> [Given exercise]
Locate each row below that contains the word "chair" and copy every such row in full.

> [Exercise data]

--------------------------------

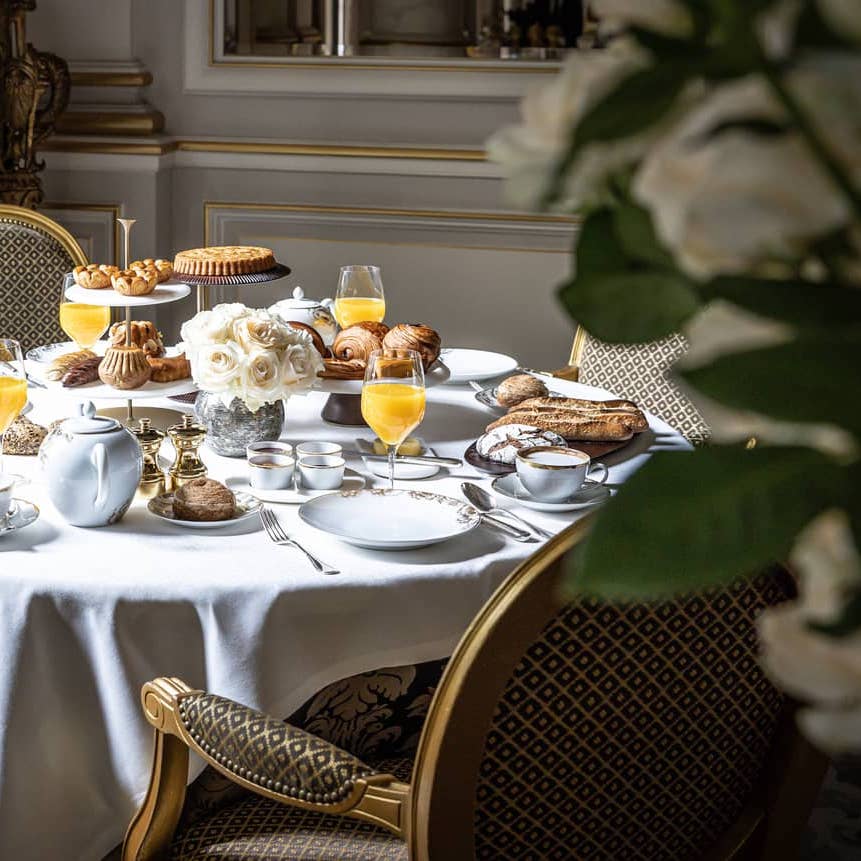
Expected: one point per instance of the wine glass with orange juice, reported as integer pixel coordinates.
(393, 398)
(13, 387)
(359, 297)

--------------------------------

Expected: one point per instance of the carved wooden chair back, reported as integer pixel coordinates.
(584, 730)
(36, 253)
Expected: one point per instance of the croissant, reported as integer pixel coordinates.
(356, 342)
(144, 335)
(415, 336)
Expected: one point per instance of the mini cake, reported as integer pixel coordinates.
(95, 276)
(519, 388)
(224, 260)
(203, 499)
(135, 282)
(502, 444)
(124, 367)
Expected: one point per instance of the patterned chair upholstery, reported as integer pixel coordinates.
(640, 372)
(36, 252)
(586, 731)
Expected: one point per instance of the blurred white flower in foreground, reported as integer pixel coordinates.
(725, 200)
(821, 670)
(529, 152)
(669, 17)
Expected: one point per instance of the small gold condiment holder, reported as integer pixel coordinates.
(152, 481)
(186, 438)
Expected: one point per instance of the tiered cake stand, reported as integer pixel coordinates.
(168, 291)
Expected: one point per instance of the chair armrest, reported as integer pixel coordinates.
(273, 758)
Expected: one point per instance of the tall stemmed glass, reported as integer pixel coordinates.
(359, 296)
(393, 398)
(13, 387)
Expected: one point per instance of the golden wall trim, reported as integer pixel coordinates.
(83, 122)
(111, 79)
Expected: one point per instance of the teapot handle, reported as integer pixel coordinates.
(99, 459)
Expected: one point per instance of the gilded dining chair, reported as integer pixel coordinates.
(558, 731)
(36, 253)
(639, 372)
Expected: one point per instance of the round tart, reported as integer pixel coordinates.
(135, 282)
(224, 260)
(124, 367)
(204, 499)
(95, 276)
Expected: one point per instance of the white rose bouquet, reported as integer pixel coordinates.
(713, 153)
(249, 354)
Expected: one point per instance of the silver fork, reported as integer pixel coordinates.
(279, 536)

--------------------------------

> [Finished exercise]
Expected: one point per instance of the carved wooden chair back, reported as integer pixel coordinates.
Expected: one point per instance of the patterned chair upholstery, reported as integer pixel coordinates.
Expected: one point per instance of the chair armrest, reported as integer pixel coordinates.
Expected: one point per instance of the gilded dining chair, reported as integer pixel coordinates.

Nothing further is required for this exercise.